### REQUEST 1
Answer these questions using the Kenya diary:
(a) How much do the people working on the tea farm near Limuru earn per day?
(b) About how long does it take the writer to get round the market?
(c) About how much does Mama Biashara send Felista each month?

### TEXT TO READ
+--

Doris also tells me that, overnight, the government has pulled a U-turn on the NHIF restriction (mentioned in the previous blog). It will now continue unrestricted. I am saying nothing. But am impressed with the swiftness of the reaction. It is the right decision.

Doris has gone out to Limuru to see a group of people she is desperate to help. They are currently working for £1 per day on a big tea farm. They are wholly uneducated, helpless, hopeless people. Too frightened even to try starting a business in case they are thrown out and lose their £1 per day. They want us “to empower them” says Doris.

The Mama Biashara method of a brisk talking-to, a decent business plan, a good chain of supply and a useful choice of business location, topped off with start up grant and a hearty hug is obviously not going to work here. Doris says she will update me.

I get round the market in about four hours. I am knackered and sore and my tiny ears are ringing to the cries of “Mama Biashara! You are my Mother! Promote me!” I can only disappoint so many people in a day without breaking.


Felista needs money for a non-underwater kitchen in Nairobi

Sunday 5th November

I am going to DECIP (the home for children that Mama Biashara built) to make some little videos to put up on Facebook in the hope of getting some money for Felista. She is a woman with a heart the size of Kenya and has been rescuing kids from abandonment, abuse, rape and destitution for a decade.

Mama Biashara sends her about £170 per month. She gets nothing from the government, although the Children’s Department are very supportive. She is the reason I am in Kenya and I often feel bad, as I hare off all over the country setting up businesses for the desperate poor, that I do not do more for her.

So we are going to put out some pleas for help for her and I will set up a MyDonate page for her. She is someone who infuriates me but whom I am so very proud to know.

+--

### REQUEST 2
Recast the part of the records that opens with the line containing "In this picture, where can the dry" and closes with the line containing "point(505, 264)" as a JSON list of strings, one string per line, leaving out blank lines.

+--

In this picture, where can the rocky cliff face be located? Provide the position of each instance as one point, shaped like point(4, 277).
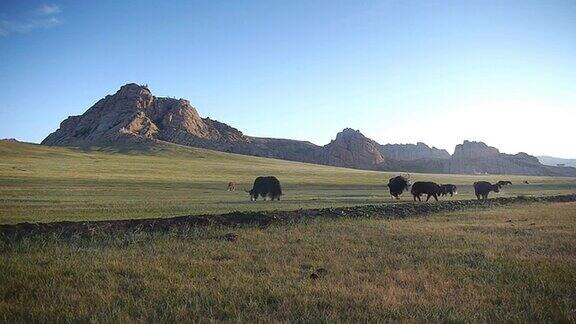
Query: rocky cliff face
point(351, 149)
point(411, 152)
point(133, 114)
point(477, 157)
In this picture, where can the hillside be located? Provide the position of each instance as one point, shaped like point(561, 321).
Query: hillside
point(133, 115)
point(41, 183)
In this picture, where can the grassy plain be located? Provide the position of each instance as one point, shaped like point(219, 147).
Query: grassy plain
point(498, 265)
point(39, 183)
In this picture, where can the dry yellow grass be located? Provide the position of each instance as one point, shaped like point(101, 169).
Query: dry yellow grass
point(505, 264)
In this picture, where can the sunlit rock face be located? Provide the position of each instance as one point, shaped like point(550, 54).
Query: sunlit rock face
point(134, 115)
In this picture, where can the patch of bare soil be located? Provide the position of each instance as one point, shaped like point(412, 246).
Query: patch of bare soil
point(11, 233)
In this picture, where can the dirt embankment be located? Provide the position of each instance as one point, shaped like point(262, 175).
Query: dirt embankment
point(263, 219)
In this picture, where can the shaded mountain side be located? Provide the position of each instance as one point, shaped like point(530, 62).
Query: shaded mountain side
point(554, 161)
point(479, 158)
point(133, 115)
point(351, 149)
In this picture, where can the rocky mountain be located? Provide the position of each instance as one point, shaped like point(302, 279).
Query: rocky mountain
point(554, 161)
point(134, 115)
point(479, 158)
point(411, 152)
point(351, 149)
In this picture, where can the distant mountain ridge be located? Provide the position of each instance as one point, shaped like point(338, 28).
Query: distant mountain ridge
point(554, 161)
point(133, 114)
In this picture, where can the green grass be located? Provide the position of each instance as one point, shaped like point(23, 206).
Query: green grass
point(513, 264)
point(39, 183)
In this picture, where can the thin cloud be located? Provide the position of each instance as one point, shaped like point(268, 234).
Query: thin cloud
point(44, 17)
point(48, 9)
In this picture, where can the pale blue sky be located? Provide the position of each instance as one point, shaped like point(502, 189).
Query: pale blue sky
point(400, 71)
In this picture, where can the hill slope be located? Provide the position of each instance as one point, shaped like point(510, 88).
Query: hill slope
point(133, 115)
point(41, 183)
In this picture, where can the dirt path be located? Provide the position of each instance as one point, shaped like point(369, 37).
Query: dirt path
point(10, 233)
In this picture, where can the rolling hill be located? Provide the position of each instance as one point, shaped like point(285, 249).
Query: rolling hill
point(133, 115)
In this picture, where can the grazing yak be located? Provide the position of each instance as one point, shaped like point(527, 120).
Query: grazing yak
point(504, 183)
point(397, 185)
point(266, 187)
point(448, 189)
point(483, 188)
point(431, 189)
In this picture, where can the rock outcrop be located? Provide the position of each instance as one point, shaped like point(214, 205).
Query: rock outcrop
point(351, 149)
point(479, 158)
point(412, 152)
point(134, 115)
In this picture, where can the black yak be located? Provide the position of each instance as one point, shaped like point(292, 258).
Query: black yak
point(266, 187)
point(397, 185)
point(483, 188)
point(503, 183)
point(448, 189)
point(431, 189)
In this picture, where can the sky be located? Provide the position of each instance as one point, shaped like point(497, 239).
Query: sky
point(439, 72)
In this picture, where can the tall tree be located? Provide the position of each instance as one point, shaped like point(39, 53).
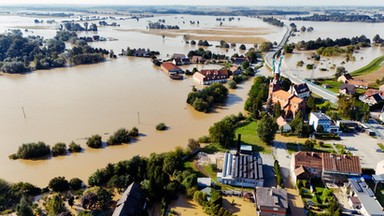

+--

### CORRECT RESULT 1
(a) £1 per day
(b) About four hours
(c) About £170

### CORRECT RESULT 2
[
  "In this picture, where can the dry yellow grass be located? Provide the position of each instance as one point, shaped like point(101, 169).",
  "Query: dry yellow grass",
  "point(505, 264)"
]